- **Supplied passage**
□ □ □
Exhibit 8.1
Crum & Forster Holdings Corp.
Ladies and Gentlemen:
We are acting as counsel to Crum & Forster Holdings Corp., a Delaware corporation (the
“Company”),
in connection with the preparation of the registration statement on Form S-4 (the
“Registration
Statement”) being filed with the Securities and Exchange Commission (the
“Commission”) under the
Securities Act of 1933, as amended (the
“Act”), relating to the exchange offer, as set forth in the
prospectus contained in the Registration Statement (the
“Prospectus”), by
the Company of up to
$330,000,000 aggregate principal amount of its Registered 7 3/4% Senior Notes due 2017 (the
“Registered Notes”) in exchange for its outstanding 7 3/4% Senior Notes due 2017 issued on
May 7,
2007. Any defined term used and not defined herein has the meaning given to it in the Registration
Statement.
□ □ □
- **What to do**
[A] Answer these questions from the counsel's letter:
(i) In which state is Crum & Forster Holdings Corp. incorporated?
(ii) On what form is the registration statement being filed?
(iii) On what date were the outstanding 7 3/4% Senior Notes due 2017 issued?
[B] Pick up the counsel's letter on the Crum & Forster exchange offer and continue it from the sentence ending "has the meaning given to it in the Registration Statement."
□ □ □
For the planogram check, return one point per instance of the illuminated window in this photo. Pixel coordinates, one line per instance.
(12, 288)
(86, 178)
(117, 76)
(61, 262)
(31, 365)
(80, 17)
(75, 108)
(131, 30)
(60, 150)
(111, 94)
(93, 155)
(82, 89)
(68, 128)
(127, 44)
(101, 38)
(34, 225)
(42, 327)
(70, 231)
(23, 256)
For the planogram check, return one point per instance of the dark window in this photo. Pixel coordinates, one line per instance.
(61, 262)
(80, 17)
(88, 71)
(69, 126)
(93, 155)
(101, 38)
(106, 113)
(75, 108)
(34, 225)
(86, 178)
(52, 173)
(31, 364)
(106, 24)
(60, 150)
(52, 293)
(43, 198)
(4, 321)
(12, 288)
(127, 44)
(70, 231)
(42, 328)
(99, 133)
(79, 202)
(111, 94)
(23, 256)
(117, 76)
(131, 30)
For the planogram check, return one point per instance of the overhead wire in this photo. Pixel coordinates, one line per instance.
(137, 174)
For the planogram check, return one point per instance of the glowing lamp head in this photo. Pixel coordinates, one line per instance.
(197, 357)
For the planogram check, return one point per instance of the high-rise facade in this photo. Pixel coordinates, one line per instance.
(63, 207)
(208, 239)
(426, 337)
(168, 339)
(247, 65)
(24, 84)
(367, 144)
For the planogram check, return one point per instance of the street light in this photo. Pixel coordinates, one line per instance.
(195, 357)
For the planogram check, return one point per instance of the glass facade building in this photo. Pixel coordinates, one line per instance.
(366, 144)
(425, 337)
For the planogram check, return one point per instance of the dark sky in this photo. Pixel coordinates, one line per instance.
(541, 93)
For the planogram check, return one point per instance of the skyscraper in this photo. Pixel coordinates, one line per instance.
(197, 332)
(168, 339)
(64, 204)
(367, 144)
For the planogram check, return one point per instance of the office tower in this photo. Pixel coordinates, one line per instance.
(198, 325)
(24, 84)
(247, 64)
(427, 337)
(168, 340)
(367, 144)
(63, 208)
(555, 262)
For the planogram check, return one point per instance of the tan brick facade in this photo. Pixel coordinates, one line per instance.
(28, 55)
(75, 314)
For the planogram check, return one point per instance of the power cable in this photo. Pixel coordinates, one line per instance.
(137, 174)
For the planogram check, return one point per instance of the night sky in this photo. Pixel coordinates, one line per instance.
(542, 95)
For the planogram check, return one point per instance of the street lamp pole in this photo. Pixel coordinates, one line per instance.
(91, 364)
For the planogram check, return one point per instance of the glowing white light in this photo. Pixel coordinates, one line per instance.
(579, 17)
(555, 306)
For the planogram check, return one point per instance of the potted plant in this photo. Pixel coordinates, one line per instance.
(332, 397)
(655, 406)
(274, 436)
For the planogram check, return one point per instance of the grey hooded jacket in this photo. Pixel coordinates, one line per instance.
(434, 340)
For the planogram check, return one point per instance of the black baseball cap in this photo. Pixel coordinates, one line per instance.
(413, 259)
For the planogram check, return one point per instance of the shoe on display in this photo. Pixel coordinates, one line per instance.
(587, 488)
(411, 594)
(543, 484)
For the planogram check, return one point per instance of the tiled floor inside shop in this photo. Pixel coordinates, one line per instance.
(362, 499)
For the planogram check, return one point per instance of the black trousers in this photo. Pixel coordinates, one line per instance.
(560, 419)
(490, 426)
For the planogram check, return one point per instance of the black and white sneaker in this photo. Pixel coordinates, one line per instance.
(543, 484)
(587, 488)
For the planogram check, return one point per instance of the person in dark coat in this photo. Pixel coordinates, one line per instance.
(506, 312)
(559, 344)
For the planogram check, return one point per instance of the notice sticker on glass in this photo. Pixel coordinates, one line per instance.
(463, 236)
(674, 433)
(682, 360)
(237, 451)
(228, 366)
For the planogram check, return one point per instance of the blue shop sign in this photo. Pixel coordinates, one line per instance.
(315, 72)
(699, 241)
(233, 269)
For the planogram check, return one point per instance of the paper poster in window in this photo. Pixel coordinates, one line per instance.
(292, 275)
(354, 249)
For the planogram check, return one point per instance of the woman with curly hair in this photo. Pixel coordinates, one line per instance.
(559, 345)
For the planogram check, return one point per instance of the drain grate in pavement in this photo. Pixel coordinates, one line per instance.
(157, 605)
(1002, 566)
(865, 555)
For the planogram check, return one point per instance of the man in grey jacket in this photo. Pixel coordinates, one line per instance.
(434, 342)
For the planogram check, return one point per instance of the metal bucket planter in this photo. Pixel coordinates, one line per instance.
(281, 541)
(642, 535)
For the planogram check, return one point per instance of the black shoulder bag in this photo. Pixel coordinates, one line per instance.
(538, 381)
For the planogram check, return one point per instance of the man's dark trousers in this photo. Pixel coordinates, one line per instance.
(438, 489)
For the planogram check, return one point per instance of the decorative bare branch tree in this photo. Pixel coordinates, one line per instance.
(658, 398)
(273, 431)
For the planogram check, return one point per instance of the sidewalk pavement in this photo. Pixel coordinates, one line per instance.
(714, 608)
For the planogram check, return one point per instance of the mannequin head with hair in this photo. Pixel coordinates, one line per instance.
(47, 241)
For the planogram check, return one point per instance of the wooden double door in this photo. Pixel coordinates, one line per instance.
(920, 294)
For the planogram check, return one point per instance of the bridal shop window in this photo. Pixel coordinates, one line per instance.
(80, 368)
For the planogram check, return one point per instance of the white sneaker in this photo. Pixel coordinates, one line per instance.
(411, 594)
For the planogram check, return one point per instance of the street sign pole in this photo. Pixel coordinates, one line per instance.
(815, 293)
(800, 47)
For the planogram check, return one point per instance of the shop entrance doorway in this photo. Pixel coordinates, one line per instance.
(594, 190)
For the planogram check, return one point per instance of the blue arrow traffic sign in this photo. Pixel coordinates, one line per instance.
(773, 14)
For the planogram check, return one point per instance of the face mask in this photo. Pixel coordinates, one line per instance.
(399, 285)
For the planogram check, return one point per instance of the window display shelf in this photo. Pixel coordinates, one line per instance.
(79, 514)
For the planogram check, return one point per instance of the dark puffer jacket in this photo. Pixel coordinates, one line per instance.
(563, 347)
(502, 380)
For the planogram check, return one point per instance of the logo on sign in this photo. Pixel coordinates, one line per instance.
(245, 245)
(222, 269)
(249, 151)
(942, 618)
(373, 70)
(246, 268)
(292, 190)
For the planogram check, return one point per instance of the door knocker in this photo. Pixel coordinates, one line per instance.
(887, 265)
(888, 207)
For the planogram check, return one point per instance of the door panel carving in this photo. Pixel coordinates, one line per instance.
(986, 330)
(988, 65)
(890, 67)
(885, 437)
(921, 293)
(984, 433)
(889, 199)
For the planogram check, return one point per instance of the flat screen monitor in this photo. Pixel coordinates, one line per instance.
□ □ □
- **Task results**
[A]
(i) Delaware
(ii) Form S-4
(iii) May 7, 2007

[B]
Based upon the Internal Revenue Code of 1986, as amended, the Treasury Regulations promulgated
thereunder, judicial decisions, revenue rulings and revenue procedures of the Internal Revenue
Service, and other administrative pronouncements, all as in effect on the date hereof, it is our
opinion that, subject to the limitations set forth therein, the discussion contained in the
Registration Statement under the caption “U.S. Federal Income Tax Considerations” constitutes an
accurate summary of the material United States federal income tax consequences of the exchange
offer and the ownership of the Registered Notes under currently applicable law. We hereby adopt
such discussion as our opinion.
Our opinion is based on current U.S. federal income tax law and administrative practice, and we do
not undertake to advise you as to any future changes in U.S. federal income tax law or
administrative practice that may affect our opinion unless we are specifically retained to do so.
Further, legal opinions are not binding upon the Internal Revenue Service and there can be no
assurance that contrary positions may not be asserted by the Internal Revenue Service.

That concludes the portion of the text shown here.